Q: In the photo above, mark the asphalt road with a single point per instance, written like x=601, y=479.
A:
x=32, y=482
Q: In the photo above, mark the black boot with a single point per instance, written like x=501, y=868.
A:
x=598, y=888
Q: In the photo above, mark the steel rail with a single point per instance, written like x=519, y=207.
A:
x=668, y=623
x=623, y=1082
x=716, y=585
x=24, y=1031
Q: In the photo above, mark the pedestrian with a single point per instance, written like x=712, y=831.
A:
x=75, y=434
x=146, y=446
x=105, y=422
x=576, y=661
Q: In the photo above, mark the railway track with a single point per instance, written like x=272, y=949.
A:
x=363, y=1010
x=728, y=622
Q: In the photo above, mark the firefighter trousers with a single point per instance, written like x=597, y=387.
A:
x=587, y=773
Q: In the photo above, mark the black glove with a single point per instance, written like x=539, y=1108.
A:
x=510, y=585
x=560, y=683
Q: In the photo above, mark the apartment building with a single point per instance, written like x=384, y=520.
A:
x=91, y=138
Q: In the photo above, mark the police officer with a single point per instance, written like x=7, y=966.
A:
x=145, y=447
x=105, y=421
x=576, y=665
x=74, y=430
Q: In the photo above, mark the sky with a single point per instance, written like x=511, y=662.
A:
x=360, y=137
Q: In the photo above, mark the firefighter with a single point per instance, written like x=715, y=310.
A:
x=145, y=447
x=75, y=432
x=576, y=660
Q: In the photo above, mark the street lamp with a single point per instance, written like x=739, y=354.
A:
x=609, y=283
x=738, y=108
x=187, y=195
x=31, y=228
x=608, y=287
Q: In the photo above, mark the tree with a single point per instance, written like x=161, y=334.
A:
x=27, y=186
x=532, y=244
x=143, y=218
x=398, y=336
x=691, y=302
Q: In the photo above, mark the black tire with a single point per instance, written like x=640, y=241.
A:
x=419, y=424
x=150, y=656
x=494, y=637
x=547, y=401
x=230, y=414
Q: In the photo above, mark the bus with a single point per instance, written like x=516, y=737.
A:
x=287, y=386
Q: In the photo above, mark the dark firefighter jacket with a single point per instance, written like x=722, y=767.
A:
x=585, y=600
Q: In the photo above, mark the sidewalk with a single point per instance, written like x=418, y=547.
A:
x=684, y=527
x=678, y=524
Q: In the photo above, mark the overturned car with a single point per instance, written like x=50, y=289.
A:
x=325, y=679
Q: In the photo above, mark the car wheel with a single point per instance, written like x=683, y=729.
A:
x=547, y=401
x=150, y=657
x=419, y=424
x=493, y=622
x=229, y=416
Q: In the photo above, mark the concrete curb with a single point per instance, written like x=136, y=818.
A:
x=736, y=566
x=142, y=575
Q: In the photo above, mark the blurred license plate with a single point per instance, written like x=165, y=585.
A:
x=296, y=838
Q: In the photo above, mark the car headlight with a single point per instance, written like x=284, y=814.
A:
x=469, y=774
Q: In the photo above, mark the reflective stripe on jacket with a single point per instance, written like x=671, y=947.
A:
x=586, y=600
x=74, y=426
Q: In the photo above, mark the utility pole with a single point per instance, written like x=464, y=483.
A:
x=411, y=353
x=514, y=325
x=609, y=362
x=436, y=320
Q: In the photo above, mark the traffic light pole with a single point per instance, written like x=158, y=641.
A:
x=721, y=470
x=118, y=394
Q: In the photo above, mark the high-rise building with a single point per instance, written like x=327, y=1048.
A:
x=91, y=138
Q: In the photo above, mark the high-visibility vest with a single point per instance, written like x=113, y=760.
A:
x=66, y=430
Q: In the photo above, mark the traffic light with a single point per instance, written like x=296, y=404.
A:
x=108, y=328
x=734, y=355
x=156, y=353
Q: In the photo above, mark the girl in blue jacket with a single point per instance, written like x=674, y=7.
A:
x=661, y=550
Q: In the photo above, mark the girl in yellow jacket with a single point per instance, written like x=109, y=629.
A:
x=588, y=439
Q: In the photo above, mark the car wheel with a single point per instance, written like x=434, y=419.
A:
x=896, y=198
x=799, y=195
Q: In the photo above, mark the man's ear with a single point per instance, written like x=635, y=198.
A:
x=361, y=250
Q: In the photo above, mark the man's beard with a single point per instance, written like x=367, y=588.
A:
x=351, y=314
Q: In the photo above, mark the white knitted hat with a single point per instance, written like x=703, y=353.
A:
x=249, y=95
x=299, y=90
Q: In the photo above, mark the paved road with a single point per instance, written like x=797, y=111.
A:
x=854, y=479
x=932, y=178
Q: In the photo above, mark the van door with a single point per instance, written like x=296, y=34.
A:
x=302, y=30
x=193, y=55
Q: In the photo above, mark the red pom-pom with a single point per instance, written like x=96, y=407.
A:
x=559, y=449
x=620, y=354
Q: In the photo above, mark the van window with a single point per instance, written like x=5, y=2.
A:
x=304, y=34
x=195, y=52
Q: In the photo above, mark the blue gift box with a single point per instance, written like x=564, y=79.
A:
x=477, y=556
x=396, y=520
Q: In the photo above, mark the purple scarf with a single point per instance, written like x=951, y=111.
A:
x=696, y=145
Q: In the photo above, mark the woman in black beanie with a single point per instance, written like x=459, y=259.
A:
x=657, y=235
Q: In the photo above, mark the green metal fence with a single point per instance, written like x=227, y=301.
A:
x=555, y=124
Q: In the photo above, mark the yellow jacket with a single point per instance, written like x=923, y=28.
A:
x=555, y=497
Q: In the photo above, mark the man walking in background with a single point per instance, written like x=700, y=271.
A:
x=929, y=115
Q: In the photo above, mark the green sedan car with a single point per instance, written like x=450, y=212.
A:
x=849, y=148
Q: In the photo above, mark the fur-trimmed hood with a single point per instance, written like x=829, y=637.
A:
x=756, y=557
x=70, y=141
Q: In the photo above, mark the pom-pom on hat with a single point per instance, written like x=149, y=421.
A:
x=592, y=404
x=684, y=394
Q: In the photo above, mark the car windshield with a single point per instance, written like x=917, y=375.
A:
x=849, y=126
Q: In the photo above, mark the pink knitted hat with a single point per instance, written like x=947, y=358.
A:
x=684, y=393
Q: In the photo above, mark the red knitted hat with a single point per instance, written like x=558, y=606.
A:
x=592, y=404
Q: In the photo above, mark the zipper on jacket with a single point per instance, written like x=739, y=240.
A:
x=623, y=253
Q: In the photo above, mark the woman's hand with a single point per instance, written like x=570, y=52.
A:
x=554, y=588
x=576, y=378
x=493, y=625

__________

THE TASK » Could you express every line of the records above as a JSON list of strings, one string per line, with blank lines left out?

OUTPUT OF THE EXERCISE »
[
  "Q: In the photo above, mark the asphalt road with a single point per instance, written like x=601, y=479.",
  "A:",
  "x=32, y=482",
  "Q: In the photo above, mark the black boot with a single point per instance, written like x=501, y=868.",
  "A:",
  "x=598, y=888",
  "Q: In the photo above, mark the steel rail with a single point per instance, written like x=519, y=207.",
  "A:",
  "x=668, y=623",
  "x=623, y=1082",
  "x=716, y=585",
  "x=24, y=1031",
  "Q: In the photo above, mark the pedestrian with a single point per instance, written like x=712, y=831.",
  "A:",
  "x=75, y=434",
  "x=146, y=446",
  "x=105, y=422",
  "x=576, y=661",
  "Q: In the photo above, mark the railway track with a single point per instance, written like x=272, y=949.",
  "A:",
  "x=363, y=1010",
  "x=728, y=622",
  "Q: In the photo above, mark the firefighter trousers with a single point per instance, written like x=597, y=387.",
  "A:",
  "x=587, y=773",
  "Q: In the photo above, mark the black glove with a single point per instance, written like x=539, y=1108.",
  "A:",
  "x=510, y=585",
  "x=560, y=683",
  "Q: In the photo above, mark the apartment building with a single point per instance, written like x=384, y=520.",
  "A:",
  "x=91, y=138",
  "Q: In the photo above, mark the police officer with a single point per instance, written like x=7, y=966.",
  "A:",
  "x=145, y=447",
  "x=105, y=421",
  "x=576, y=665",
  "x=74, y=430",
  "Q: In the photo above, mark the sky with a single point per instance, written like x=511, y=662.",
  "A:",
  "x=360, y=137",
  "Q: In the photo above, mark the firefighter with a single point per instance, written like x=715, y=310.",
  "A:",
  "x=145, y=447",
  "x=75, y=432",
  "x=576, y=660",
  "Q: In the photo above, mark the street lamp with a single point per instance, written like x=739, y=354.",
  "A:",
  "x=609, y=283",
  "x=738, y=108",
  "x=187, y=195",
  "x=31, y=228",
  "x=608, y=287",
  "Q: In the photo above, mark the tree with a single point per instance, written like x=161, y=334.",
  "A:",
  "x=27, y=186",
  "x=532, y=244",
  "x=143, y=218",
  "x=398, y=336",
  "x=691, y=302",
  "Q: In the photo above, mark the black tire with a single point per instance, written like x=640, y=241.",
  "A:",
  "x=419, y=424",
  "x=150, y=656",
  "x=494, y=637",
  "x=547, y=401",
  "x=230, y=414",
  "Q: In the photo above, mark the bus with a single point per instance, written like x=516, y=737.",
  "A:",
  "x=287, y=386",
  "Q: In the photo above, mark the dark firefighter jacket with a single point per instance, written like x=722, y=767.",
  "A:",
  "x=585, y=600",
  "Q: In the photo above, mark the sidewalk with a single point per instance, written like x=418, y=547.",
  "A:",
  "x=684, y=527",
  "x=678, y=524",
  "Q: In the photo above, mark the overturned car with a single point per instance, written like x=50, y=289.",
  "A:",
  "x=325, y=679",
  "Q: In the photo above, mark the car wheel with a single point per instance, written like x=683, y=729.",
  "A:",
  "x=547, y=401",
  "x=150, y=657",
  "x=419, y=424",
  "x=493, y=622",
  "x=229, y=416",
  "Q: In the photo above, mark the concrete curb with a single point per instance, written like x=136, y=818.",
  "A:",
  "x=736, y=566",
  "x=142, y=575",
  "Q: In the photo above, mark the blurred license plate with a single point per instance, written like x=165, y=585.",
  "A:",
  "x=296, y=838",
  "Q: In the photo above, mark the car headlight with a single point per instance, written like x=284, y=814.",
  "A:",
  "x=469, y=774",
  "Q: In the photo above, mark the reflective stripe on jacket with a single point per instance, written like x=671, y=947.",
  "A:",
  "x=586, y=600",
  "x=74, y=426",
  "Q: In the photo above, mark the utility pole with a single point per instance, written like x=464, y=483.",
  "A:",
  "x=411, y=353",
  "x=514, y=325",
  "x=609, y=362",
  "x=436, y=320",
  "Q: In the photo above, mark the traffic light pole with a single point per instance, written like x=158, y=641.",
  "A:",
  "x=721, y=470",
  "x=118, y=394",
  "Q: In the photo above, mark the high-rise building with a single point per instance, written like x=327, y=1048.",
  "A:",
  "x=91, y=138",
  "Q: In the photo above, mark the high-visibility vest with a single point per instance, written like x=113, y=760.",
  "A:",
  "x=66, y=430",
  "Q: In the photo above, mark the traffic light with a single point per instance, written like x=296, y=404.",
  "A:",
  "x=108, y=328",
  "x=734, y=355",
  "x=156, y=353",
  "Q: In the photo above, mark the girl in blue jacket with a single point per instance, written like x=674, y=7.",
  "A:",
  "x=661, y=550",
  "Q: In the photo above, mark the girl in yellow jacket with a single point per instance, written like x=109, y=629.",
  "A:",
  "x=588, y=439",
  "Q: In the photo above, mark the car wheel with a single point per instance, written like x=434, y=419.",
  "A:",
  "x=896, y=198",
  "x=799, y=195",
  "Q: In the photo above, mark the man's ear with a single point per instance, written like x=635, y=198.",
  "A:",
  "x=361, y=250",
  "Q: In the photo above, mark the man's beard with a single point per instance, written like x=367, y=588.",
  "A:",
  "x=351, y=314",
  "Q: In the photo above, mark the white knitted hat with a single point per instance, written like x=703, y=353.",
  "A:",
  "x=249, y=95",
  "x=299, y=90",
  "Q: In the photo above, mark the paved road with a single point per instance, written like x=797, y=111.",
  "A:",
  "x=854, y=479",
  "x=932, y=178",
  "Q: In the photo above, mark the van door with a single point per instance, written like x=296, y=34.",
  "A:",
  "x=302, y=30",
  "x=193, y=55",
  "Q: In the photo above, mark the red pom-pom with a single point per instance, written like x=96, y=407.",
  "A:",
  "x=559, y=449",
  "x=620, y=354",
  "Q: In the photo above, mark the van window with a single point per instance, written like x=5, y=2.",
  "A:",
  "x=304, y=34",
  "x=195, y=52",
  "Q: In the photo above, mark the blue gift box with a single point per instance, written like x=564, y=79.",
  "A:",
  "x=477, y=556",
  "x=396, y=520",
  "Q: In the photo above, mark the purple scarf with a single point per instance, written like x=951, y=111.",
  "A:",
  "x=696, y=145",
  "Q: In the photo above, mark the woman in black beanie with a single point per instance, written like x=459, y=259.",
  "A:",
  "x=657, y=235",
  "Q: In the photo above, mark the green metal fence with a single point per instance, written like x=227, y=301.",
  "A:",
  "x=555, y=124",
  "Q: In the photo above, mark the yellow jacket with a single point per instance, written like x=923, y=28.",
  "A:",
  "x=555, y=497",
  "Q: In the photo above, mark the man walking in background with a single point per instance, written like x=700, y=271.",
  "A:",
  "x=929, y=115",
  "Q: In the photo above, mark the green sedan car with a single point per instance, written like x=450, y=212.",
  "A:",
  "x=849, y=148",
  "Q: In the photo above, mark the fur-trimmed hood with a single point per instance, written like x=829, y=637.",
  "A:",
  "x=756, y=557",
  "x=70, y=141",
  "Q: In the photo above, mark the pom-pom on hat with a single point per instance, written like x=149, y=421.",
  "A:",
  "x=592, y=404",
  "x=684, y=394",
  "Q: In the photo above, mark the car windshield with a single point per instance, written like x=917, y=375.",
  "A:",
  "x=849, y=126",
  "Q: In the photo above, mark the pink knitted hat with a single point per instance, written like x=947, y=358.",
  "A:",
  "x=684, y=393",
  "Q: In the photo above, mark the red knitted hat with a single point per instance, written like x=558, y=606.",
  "A:",
  "x=592, y=404",
  "Q: In the photo above, mark the zipper on jacket with a single point per instance, written like x=739, y=240.",
  "A:",
  "x=623, y=253",
  "Q: In the photo above, mark the woman's hand with a single point per instance, written like x=570, y=52.",
  "A:",
  "x=554, y=588",
  "x=576, y=378",
  "x=493, y=625"
]